Written exercise 1: Extract every line of the entries that contains the string "frame".

Document passage:
Add Resilience to Agents with Retry, Circuit Breaker, and Fallback Policies

Production agents face transient failures: out-of-memory conditions during inference, context overflow on unexpectedly long inputs, or hardware glitches on GPU workloads. The LMKit.Agents.Resilience namespace provides composable policies that wrap agent execution with retry logic, circuit breakers, timeouts, rate limiting, and fallback chains, so your application recovers gracefully instead of crashing.

For background on agent execution, see the AI Agent Execution glossary entry.

Why This Matters

Two production problems that resilience policies solve:

Transient GPU errors. CUDA out-of-memory or Vulkan device-lost errors happen under load spikes. A retry policy with exponential backoff gives the system time to release resources, turning a hard crash into a transparent recovery.
Cascading failures in multi-agent systems. When one agent in an orchestrated workflow fails repeatedly, it can block the entire pipeline. A circuit breaker detects the pattern and fails fast, letting the orchestrator route work to healthy agents or return a degraded response instead of timing out.

Prerequisites

Requirement	Minimum
.NET SDK	8.0+
VRAM	6+ GB

Step 1: Create the Project

dotnet new console -n ResilientAgent
cd ResilientAgent
dotnet add package LM-Kit.NET

Step 2: Understand the Policy Types

Every policy implements IResiliencePolicy and can be used standalone or composed together.

Policy	Purpose	When to use
`RetryPolicy`	Re-execute on failure with configurable delay and backoff	Transient errors (GPU hiccups, temporary resource exhaustion)
`CircuitBreakerPolicy`	Fail fast after repeated failures, then test recovery	Protect downstream resources from repeated failing calls
`TimeoutPolicy`	Cancel execution that exceeds a time budget	Prevent runaway inference on adversarial inputs
`RateLimitPolicy`	Throttle execution rate (token bucket)	Shared GPU environments, API rate limits
`BulkheadPolicy`	Limit concurrent executions	Prevent resource exhaustion from parallel requests
`FallbackPolicy<T>`	Return a fallback value on failure	Graceful degradation
`CompositePolicy`	Stack multiple policies (outermost executes first)	Production agents that need several protections

Step 3: Add Retry with Exponential Backoff

The simplest resilience pattern: retry a few times with increasing delays.

Written exercise 2: List every policy type named in the table of the agent resilience page above.

Working data:
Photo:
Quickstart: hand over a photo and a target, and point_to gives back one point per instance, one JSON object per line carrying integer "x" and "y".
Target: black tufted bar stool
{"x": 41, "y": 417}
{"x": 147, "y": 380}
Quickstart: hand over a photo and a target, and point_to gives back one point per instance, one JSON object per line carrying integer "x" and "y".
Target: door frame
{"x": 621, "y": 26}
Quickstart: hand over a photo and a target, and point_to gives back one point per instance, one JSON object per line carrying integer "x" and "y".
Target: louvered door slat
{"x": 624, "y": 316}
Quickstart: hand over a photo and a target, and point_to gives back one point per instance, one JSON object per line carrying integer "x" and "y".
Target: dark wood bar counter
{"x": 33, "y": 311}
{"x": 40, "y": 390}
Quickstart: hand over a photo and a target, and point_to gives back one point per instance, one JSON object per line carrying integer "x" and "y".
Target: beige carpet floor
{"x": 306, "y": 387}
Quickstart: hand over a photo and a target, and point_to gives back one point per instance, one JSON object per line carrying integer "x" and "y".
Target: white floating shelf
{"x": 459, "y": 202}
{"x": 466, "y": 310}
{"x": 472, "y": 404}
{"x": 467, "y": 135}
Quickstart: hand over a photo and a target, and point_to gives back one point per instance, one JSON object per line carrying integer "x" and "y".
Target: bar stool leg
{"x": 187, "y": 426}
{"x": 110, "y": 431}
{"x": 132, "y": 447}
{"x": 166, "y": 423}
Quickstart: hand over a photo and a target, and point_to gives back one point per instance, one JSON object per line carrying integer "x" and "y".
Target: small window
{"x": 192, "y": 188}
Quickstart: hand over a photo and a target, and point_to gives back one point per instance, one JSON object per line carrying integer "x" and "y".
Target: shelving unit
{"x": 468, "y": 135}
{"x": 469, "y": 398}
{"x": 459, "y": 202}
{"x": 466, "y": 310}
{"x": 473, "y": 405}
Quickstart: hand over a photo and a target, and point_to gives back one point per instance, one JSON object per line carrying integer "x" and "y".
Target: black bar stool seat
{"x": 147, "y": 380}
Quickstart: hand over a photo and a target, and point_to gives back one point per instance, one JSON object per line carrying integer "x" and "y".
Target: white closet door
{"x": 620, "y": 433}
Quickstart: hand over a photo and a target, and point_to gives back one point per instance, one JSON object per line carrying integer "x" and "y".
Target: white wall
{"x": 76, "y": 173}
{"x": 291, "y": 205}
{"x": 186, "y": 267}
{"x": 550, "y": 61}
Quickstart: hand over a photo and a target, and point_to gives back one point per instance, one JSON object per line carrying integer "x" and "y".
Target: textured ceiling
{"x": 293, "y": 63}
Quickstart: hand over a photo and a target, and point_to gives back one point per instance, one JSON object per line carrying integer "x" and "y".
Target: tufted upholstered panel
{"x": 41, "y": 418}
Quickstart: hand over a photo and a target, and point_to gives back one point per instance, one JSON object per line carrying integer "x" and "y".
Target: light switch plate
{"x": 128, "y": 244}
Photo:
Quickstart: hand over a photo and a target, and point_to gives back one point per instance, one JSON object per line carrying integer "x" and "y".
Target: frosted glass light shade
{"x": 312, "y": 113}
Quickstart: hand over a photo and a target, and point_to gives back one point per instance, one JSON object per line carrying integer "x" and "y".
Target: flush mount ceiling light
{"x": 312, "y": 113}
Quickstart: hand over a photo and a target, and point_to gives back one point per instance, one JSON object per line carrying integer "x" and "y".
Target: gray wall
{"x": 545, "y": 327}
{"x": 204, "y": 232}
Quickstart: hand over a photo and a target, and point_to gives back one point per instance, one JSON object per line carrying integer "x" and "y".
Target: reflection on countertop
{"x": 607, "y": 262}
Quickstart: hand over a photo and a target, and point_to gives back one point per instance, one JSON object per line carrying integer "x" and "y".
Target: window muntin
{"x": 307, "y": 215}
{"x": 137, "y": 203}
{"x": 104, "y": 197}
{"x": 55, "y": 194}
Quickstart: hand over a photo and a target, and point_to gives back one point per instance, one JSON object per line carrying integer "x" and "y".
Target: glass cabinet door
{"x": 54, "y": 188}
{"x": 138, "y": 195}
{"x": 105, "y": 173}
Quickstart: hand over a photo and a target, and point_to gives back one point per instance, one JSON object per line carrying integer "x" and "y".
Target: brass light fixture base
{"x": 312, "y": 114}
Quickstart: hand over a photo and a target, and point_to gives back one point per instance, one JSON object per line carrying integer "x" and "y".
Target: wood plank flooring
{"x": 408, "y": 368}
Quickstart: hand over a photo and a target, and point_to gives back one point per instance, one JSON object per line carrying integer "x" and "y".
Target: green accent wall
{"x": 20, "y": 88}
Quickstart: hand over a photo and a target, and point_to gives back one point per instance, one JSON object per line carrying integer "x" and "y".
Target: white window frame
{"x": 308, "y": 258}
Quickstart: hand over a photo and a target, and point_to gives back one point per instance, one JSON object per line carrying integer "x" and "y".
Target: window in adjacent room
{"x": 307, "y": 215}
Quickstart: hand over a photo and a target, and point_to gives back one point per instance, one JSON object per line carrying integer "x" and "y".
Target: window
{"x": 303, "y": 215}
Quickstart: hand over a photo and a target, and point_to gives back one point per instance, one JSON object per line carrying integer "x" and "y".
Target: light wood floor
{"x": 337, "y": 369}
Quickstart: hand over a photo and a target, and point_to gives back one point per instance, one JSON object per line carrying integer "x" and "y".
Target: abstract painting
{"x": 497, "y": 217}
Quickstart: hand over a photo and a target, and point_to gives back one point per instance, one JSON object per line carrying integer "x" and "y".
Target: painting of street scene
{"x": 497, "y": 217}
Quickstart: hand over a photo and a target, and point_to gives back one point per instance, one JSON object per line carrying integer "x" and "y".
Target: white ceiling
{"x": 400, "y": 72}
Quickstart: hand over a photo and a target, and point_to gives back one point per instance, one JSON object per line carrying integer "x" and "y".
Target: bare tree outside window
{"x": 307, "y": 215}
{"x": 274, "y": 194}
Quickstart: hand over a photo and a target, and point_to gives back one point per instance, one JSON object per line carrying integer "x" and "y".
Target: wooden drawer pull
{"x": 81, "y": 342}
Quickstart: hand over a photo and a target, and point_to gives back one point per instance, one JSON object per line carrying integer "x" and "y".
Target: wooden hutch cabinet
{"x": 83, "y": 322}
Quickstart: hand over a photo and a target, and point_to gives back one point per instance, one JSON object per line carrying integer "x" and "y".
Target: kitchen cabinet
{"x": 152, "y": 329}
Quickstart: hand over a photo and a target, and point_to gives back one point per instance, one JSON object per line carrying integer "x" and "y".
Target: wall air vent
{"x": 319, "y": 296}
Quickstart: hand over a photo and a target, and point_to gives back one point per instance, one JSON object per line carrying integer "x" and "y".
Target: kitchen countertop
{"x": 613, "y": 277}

Task response 1:
Target: door frame
Target: white window frame

Task response 2:
RetryPolicy
CircuitBreakerPolicy
TimeoutPolicy
RateLimitPolicy
BulkheadPolicy
FallbackPolicy<T>
CompositePolicy